Text excerpt.
══════════

To hasten this process are an innovation called contact tracing apps.
If you have also been hearing about them, they are as real as can be. Today, we
discuss the remarkable things that you should know about these apps before they come
your way.
What is Contact Tracing Apps?
As the name implies, these are apps designed to identify and track down the set of
people who might have come into contact with an infected person.
The apps help ensure that infected persons do not spread the disease to others before
they start showing symptoms.
For a virus like the COVID-19, which has an incubation period of up to fourteen (14)
days, that is very important. After all, asymptotic carriers are spreading the virus to
others without even knowing that they have been infected too.
For these apps to get engaged, a positive case needs to be identified. From there, the
app is worked backward, pinging other individuals who have been near the identified
case from the time when they got infected.
How Effective Are These Apps?
This is a question that will be better answered when the pandemic is over.

══════════

Raw data.
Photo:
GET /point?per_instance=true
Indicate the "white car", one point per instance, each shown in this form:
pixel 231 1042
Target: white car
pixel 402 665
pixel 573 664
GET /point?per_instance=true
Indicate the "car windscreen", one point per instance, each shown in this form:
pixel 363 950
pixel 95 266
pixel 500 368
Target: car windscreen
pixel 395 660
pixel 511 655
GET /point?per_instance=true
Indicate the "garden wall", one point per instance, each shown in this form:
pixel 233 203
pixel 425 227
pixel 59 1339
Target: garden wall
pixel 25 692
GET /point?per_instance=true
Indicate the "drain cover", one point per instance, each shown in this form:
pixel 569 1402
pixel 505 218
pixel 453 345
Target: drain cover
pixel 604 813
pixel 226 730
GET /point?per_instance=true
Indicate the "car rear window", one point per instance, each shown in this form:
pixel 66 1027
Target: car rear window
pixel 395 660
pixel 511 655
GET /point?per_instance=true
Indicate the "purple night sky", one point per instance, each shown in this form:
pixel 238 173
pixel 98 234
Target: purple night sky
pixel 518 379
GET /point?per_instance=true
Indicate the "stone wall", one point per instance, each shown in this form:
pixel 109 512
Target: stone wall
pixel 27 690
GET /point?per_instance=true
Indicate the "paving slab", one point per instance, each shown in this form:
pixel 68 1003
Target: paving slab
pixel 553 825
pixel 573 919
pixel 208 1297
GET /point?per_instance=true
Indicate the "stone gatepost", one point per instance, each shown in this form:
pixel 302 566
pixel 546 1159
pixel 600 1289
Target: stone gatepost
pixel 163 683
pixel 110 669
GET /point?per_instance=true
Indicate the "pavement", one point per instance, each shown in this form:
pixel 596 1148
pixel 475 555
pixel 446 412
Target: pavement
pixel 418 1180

══════════

Your instructions.
In the text on contact tracing apps, what has to happen before the apps can get engaged?

Solution to this task.
A positive case needs to be identified.